*WHAT NEEDS TO BE DONE*. State how many lines in the rows below contain the string "target", and reply with the number alone.

*RECORDS SHOWN*.
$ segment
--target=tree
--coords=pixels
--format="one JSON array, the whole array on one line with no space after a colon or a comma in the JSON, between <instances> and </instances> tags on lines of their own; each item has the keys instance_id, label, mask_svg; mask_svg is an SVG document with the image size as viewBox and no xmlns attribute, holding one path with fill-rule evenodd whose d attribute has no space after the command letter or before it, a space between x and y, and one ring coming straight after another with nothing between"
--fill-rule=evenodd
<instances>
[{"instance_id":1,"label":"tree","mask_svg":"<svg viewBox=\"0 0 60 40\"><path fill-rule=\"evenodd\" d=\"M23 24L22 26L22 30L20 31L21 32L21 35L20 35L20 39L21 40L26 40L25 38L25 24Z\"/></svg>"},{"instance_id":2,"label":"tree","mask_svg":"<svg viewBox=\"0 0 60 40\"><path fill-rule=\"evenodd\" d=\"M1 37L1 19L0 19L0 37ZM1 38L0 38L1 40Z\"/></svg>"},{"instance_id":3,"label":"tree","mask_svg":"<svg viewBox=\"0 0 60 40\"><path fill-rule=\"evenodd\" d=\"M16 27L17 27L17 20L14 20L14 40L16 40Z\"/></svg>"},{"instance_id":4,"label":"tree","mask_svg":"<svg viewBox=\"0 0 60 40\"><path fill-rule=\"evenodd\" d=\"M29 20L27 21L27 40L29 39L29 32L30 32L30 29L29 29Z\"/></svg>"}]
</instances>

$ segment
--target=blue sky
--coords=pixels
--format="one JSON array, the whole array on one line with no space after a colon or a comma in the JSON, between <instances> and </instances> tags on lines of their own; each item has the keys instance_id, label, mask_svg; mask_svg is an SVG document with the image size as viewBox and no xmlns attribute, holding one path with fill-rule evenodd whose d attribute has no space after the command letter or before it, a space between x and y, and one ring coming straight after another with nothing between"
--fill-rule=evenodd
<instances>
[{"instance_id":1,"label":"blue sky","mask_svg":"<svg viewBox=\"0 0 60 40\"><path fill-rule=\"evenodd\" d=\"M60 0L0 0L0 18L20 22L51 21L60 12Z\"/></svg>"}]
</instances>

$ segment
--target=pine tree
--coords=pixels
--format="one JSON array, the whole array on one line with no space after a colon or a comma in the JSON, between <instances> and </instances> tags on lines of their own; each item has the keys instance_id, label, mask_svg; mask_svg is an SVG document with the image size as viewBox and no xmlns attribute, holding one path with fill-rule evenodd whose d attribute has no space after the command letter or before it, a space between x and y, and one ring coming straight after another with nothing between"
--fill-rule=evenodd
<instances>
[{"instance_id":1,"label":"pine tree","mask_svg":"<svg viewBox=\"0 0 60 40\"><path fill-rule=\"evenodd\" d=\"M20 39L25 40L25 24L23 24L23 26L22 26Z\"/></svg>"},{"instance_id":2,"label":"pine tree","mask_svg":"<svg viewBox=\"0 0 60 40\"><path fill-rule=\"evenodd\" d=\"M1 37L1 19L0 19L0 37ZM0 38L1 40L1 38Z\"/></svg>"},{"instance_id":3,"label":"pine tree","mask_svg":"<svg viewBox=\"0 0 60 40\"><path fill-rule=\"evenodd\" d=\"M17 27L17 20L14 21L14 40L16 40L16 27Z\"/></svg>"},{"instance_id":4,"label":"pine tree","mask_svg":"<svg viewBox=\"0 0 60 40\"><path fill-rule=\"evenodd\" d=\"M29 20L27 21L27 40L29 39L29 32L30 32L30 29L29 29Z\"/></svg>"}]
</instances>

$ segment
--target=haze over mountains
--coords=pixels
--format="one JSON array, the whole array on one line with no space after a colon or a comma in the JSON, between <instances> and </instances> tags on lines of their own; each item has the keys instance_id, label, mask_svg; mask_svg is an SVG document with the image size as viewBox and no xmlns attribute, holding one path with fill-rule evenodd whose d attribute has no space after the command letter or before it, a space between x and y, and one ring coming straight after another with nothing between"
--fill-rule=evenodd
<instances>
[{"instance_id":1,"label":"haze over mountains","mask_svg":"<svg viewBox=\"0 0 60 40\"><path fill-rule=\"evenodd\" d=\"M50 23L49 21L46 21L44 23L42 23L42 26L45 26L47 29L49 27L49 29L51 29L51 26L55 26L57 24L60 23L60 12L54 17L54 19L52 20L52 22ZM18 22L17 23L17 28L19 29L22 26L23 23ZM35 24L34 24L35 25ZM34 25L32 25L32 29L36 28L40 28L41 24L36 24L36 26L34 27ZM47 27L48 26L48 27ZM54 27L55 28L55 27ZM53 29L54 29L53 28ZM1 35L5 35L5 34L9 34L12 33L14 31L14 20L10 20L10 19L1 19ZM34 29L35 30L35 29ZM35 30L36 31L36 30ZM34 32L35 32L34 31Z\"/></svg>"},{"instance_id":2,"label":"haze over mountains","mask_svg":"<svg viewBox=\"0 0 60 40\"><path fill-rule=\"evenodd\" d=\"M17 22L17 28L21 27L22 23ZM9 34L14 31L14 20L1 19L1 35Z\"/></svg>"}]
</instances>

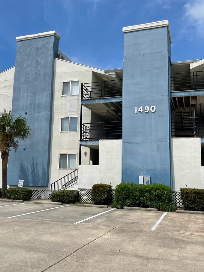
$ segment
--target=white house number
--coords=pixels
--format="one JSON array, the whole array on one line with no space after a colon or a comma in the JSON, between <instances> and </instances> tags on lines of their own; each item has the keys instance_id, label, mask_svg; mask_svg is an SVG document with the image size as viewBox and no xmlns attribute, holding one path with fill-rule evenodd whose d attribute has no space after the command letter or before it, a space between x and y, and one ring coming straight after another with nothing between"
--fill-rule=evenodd
<instances>
[{"instance_id":1,"label":"white house number","mask_svg":"<svg viewBox=\"0 0 204 272\"><path fill-rule=\"evenodd\" d=\"M149 112L149 107L148 107L148 106L146 106L144 107L144 112L146 113L148 113ZM137 109L137 107L135 107L135 113L137 113L137 111L138 112L140 112L141 113L142 113L144 111L144 109L143 109L142 106L140 107L138 109ZM156 107L155 106L151 106L150 107L150 111L151 112L155 112L156 111Z\"/></svg>"}]
</instances>

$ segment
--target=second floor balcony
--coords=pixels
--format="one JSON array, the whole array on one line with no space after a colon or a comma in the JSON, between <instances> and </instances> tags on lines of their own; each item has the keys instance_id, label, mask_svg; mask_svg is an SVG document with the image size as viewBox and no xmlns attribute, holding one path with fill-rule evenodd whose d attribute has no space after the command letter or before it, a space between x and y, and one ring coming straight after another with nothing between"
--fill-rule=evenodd
<instances>
[{"instance_id":1,"label":"second floor balcony","mask_svg":"<svg viewBox=\"0 0 204 272\"><path fill-rule=\"evenodd\" d=\"M103 122L82 125L82 141L122 138L122 121Z\"/></svg>"},{"instance_id":2,"label":"second floor balcony","mask_svg":"<svg viewBox=\"0 0 204 272\"><path fill-rule=\"evenodd\" d=\"M173 118L171 134L174 137L204 137L204 117Z\"/></svg>"},{"instance_id":3,"label":"second floor balcony","mask_svg":"<svg viewBox=\"0 0 204 272\"><path fill-rule=\"evenodd\" d=\"M190 91L204 89L204 71L172 73L171 90Z\"/></svg>"},{"instance_id":4,"label":"second floor balcony","mask_svg":"<svg viewBox=\"0 0 204 272\"><path fill-rule=\"evenodd\" d=\"M121 96L122 79L82 84L82 100Z\"/></svg>"}]
</instances>

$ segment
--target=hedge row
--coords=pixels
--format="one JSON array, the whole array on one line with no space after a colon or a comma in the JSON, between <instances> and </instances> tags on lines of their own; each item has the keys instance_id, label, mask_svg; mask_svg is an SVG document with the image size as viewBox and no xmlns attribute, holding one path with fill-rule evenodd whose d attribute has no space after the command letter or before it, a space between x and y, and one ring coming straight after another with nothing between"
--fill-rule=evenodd
<instances>
[{"instance_id":1,"label":"hedge row","mask_svg":"<svg viewBox=\"0 0 204 272\"><path fill-rule=\"evenodd\" d=\"M181 188L180 190L184 210L204 211L204 189Z\"/></svg>"},{"instance_id":2,"label":"hedge row","mask_svg":"<svg viewBox=\"0 0 204 272\"><path fill-rule=\"evenodd\" d=\"M7 199L30 200L32 195L32 190L26 188L9 188L5 191L5 196Z\"/></svg>"},{"instance_id":3,"label":"hedge row","mask_svg":"<svg viewBox=\"0 0 204 272\"><path fill-rule=\"evenodd\" d=\"M51 194L51 197L53 202L75 203L79 201L79 192L75 190L56 191Z\"/></svg>"},{"instance_id":4,"label":"hedge row","mask_svg":"<svg viewBox=\"0 0 204 272\"><path fill-rule=\"evenodd\" d=\"M92 201L98 205L109 205L113 200L113 189L111 185L98 183L92 186L91 192Z\"/></svg>"},{"instance_id":5,"label":"hedge row","mask_svg":"<svg viewBox=\"0 0 204 272\"><path fill-rule=\"evenodd\" d=\"M165 211L175 211L176 208L169 186L158 184L140 186L132 182L116 186L111 205L118 209L124 206L153 208Z\"/></svg>"}]
</instances>

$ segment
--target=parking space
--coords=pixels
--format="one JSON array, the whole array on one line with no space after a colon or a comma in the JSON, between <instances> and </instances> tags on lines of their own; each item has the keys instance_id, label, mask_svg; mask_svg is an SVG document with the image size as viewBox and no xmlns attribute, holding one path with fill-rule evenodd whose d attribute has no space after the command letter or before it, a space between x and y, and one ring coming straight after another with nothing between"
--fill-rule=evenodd
<instances>
[{"instance_id":1,"label":"parking space","mask_svg":"<svg viewBox=\"0 0 204 272\"><path fill-rule=\"evenodd\" d=\"M82 224L149 230L163 212L116 209L114 212L97 216Z\"/></svg>"},{"instance_id":2,"label":"parking space","mask_svg":"<svg viewBox=\"0 0 204 272\"><path fill-rule=\"evenodd\" d=\"M0 202L0 217L3 272L203 271L202 215Z\"/></svg>"}]
</instances>

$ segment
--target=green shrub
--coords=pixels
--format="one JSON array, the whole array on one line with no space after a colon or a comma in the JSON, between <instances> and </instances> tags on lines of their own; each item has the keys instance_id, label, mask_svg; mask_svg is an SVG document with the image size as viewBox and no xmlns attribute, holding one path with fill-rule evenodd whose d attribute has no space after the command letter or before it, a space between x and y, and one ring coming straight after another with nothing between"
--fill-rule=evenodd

*FULL RESPONSE*. 9